--- START ---

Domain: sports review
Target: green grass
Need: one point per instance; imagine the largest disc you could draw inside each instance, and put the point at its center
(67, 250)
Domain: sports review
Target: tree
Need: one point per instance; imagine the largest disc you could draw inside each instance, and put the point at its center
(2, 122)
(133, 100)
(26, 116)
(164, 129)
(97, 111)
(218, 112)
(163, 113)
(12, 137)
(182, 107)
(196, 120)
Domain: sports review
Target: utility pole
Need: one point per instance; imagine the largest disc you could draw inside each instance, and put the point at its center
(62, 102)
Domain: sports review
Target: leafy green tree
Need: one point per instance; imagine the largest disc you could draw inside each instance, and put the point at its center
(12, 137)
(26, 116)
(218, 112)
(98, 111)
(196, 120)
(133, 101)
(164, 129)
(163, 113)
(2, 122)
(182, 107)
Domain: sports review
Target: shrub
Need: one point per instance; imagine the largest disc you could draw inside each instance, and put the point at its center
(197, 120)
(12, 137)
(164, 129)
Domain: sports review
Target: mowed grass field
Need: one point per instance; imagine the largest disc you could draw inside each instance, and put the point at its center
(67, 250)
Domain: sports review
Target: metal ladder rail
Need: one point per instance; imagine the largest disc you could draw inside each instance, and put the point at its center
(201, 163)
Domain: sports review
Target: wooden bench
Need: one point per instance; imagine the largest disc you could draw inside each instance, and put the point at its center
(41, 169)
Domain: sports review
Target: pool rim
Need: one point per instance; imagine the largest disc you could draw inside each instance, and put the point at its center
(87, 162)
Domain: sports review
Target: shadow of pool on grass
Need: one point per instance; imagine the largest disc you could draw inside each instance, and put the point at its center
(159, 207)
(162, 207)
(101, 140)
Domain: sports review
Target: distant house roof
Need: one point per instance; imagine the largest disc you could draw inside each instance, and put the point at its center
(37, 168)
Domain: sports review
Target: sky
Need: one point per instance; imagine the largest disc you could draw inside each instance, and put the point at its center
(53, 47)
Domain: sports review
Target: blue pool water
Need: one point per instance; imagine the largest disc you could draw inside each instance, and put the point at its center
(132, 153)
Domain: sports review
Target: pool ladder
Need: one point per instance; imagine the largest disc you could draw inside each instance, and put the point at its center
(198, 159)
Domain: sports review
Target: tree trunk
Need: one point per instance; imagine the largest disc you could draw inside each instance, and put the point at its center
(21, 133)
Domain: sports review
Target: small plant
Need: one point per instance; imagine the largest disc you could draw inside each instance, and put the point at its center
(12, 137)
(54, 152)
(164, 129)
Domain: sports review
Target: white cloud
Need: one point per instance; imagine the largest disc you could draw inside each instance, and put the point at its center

--- END ---

◆ ACTIVITY
Reproduce, please, the lines of the material from its first line down to the line containing "Target: utility pole", keeping both ends and nothing beyond them.

◆ RESULT
Domain: sports review
Target: green grass
Need: one point per instance; imagine the largest disc you could draw inside each instance, and put the point at its center
(67, 250)
Domain: sports review
Target: tree
Need: one point per instance; imagine the largest disc you could draw inside each instance, and put the point at its center
(2, 122)
(133, 100)
(26, 116)
(164, 129)
(97, 111)
(218, 112)
(163, 113)
(12, 137)
(182, 107)
(196, 120)
Domain: sports review
Target: utility pole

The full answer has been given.